● **Goal**: Copy everything from the line containing "the snow surface" down to the end of the records below, reproducing each line as it stands.

● **Task inputs**:
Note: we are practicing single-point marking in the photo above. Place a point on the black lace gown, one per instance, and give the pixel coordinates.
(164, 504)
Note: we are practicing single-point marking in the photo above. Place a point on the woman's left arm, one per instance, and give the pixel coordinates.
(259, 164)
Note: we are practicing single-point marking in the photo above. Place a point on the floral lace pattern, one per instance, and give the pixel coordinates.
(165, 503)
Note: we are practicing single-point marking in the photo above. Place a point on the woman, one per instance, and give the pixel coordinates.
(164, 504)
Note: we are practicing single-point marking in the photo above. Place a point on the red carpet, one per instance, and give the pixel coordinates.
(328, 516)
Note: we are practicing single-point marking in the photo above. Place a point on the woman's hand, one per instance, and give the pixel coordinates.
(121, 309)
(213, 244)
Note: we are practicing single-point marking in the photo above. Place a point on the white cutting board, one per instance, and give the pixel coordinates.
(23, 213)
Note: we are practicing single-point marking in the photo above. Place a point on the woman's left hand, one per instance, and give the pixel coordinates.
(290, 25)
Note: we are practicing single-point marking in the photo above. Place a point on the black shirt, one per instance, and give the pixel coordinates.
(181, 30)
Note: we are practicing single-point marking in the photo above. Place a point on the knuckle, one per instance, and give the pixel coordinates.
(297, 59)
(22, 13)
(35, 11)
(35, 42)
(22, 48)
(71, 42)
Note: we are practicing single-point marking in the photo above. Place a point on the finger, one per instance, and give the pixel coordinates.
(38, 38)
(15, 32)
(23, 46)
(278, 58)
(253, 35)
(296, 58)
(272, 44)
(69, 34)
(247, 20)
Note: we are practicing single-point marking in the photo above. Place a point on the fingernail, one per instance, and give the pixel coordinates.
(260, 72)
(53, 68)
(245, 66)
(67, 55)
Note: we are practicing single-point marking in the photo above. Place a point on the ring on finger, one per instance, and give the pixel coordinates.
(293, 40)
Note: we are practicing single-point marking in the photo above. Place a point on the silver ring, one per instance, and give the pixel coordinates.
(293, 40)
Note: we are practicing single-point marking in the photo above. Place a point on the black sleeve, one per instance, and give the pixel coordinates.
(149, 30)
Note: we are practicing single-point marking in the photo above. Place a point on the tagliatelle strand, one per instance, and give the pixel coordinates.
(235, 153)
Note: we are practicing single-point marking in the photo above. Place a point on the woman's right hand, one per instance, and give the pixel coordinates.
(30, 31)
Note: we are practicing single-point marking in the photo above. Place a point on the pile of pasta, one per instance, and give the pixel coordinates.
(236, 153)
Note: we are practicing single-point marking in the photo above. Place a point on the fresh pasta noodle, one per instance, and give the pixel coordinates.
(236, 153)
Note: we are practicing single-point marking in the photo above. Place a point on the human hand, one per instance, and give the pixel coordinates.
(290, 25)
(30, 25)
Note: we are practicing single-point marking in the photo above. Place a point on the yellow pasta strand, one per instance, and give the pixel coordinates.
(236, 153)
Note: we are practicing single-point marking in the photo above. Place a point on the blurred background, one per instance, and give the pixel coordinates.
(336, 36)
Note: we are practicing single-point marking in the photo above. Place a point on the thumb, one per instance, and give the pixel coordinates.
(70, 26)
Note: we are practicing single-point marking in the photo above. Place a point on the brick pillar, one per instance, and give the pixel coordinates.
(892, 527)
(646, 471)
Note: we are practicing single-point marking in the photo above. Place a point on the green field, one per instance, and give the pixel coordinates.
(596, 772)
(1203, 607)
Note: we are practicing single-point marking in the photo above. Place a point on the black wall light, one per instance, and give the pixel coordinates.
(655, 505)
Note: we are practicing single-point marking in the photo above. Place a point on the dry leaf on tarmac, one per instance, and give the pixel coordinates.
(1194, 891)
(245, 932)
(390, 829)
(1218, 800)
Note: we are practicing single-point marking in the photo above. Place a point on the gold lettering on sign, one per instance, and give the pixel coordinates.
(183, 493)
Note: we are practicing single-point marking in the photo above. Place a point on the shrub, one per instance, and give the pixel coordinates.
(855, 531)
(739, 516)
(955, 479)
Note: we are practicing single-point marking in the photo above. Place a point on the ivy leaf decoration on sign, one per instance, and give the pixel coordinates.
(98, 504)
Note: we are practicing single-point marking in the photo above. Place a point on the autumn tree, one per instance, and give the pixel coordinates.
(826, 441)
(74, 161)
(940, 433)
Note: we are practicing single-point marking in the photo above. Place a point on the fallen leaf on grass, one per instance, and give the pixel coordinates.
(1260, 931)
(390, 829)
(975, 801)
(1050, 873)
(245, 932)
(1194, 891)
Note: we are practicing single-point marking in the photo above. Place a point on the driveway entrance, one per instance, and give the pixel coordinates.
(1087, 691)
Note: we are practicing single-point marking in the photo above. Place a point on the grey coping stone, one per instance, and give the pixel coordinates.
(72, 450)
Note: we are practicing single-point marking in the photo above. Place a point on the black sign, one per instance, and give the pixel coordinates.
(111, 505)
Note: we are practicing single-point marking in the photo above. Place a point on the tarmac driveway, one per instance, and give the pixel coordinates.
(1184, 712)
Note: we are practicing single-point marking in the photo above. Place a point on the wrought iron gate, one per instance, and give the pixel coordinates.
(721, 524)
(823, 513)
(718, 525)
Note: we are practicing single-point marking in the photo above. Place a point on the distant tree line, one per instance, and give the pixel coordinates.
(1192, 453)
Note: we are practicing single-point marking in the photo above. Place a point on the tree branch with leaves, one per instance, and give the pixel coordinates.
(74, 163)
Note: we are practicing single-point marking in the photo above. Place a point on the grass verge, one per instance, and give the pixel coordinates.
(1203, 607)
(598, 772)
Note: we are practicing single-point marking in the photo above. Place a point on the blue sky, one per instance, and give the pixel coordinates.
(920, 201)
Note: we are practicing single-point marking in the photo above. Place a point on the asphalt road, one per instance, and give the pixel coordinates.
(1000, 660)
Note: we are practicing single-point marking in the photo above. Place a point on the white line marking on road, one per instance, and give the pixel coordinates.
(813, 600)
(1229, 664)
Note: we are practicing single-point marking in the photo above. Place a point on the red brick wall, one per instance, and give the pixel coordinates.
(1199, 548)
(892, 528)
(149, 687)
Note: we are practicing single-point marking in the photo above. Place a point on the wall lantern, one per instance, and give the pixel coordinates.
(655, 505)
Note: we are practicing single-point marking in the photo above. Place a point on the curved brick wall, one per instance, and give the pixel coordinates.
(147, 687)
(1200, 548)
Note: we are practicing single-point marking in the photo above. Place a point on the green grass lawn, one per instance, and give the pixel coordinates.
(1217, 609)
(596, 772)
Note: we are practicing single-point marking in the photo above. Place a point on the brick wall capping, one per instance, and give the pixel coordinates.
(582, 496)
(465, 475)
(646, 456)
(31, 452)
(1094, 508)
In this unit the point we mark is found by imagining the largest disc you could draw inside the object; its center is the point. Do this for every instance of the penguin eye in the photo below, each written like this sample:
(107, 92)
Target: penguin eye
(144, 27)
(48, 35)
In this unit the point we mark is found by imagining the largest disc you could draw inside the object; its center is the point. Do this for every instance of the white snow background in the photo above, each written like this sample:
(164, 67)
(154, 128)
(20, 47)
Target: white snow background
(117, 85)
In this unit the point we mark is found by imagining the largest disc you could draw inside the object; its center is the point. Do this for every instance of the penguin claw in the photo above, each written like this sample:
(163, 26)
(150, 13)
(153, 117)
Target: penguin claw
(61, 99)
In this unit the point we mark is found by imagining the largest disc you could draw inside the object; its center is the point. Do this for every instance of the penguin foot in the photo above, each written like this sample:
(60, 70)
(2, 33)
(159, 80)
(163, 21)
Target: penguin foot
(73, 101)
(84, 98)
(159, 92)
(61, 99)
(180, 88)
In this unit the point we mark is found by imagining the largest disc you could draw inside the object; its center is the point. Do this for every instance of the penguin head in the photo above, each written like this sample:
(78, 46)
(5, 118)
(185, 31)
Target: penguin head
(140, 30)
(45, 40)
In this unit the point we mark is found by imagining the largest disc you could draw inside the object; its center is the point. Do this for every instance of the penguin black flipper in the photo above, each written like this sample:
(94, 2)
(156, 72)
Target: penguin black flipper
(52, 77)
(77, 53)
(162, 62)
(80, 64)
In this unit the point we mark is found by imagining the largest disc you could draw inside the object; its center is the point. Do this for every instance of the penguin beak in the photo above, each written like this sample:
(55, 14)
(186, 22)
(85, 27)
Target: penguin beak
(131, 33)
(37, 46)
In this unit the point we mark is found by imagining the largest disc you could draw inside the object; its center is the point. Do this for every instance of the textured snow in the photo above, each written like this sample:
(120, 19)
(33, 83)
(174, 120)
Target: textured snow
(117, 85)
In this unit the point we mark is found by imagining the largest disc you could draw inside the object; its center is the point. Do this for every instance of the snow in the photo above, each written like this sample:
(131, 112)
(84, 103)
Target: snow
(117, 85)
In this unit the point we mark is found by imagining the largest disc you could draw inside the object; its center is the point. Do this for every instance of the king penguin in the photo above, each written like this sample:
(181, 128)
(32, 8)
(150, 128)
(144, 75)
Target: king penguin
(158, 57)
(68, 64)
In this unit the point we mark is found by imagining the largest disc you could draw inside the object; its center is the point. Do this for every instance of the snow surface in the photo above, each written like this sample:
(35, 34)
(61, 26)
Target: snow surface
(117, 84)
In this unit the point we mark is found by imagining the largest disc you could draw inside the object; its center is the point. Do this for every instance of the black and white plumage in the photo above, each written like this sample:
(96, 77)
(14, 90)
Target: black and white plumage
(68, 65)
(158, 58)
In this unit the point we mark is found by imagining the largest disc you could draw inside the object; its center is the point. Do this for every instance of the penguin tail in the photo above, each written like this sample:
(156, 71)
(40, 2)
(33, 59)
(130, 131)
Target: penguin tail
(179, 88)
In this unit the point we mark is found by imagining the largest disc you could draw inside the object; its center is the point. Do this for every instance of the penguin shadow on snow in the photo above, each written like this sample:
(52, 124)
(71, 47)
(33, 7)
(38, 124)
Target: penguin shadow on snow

● **The output**:
In this unit the point we mark is found by imagining the largest disc you could draw inside the object; its center is the point. Do this for every instance of the snow surface in the photo above, each written like this sample:
(35, 34)
(61, 26)
Target: snow surface
(117, 84)
In this unit the point we mark is found by imagining the largest disc you could draw inside the object; its center is the point. Do this for every instance of the black and white plumage in the photo above, each written like this sample:
(96, 77)
(14, 90)
Target: black and white plumage
(68, 65)
(158, 58)
In this unit the point we mark is found by imagining the largest disc you could draw inside the object; its center is the point. Do this for every instance of the penguin tail in the photo above, each written like this sample:
(156, 71)
(40, 2)
(33, 59)
(130, 131)
Target: penguin tail
(179, 88)
In this unit the point we mark is found by imagining the largest disc you could draw inside the object; its center is the point. Do this for every instance of the penguin shadow on snow in the photo above, each written like this sample:
(52, 124)
(71, 47)
(33, 7)
(38, 124)
Target: penguin shadow on snow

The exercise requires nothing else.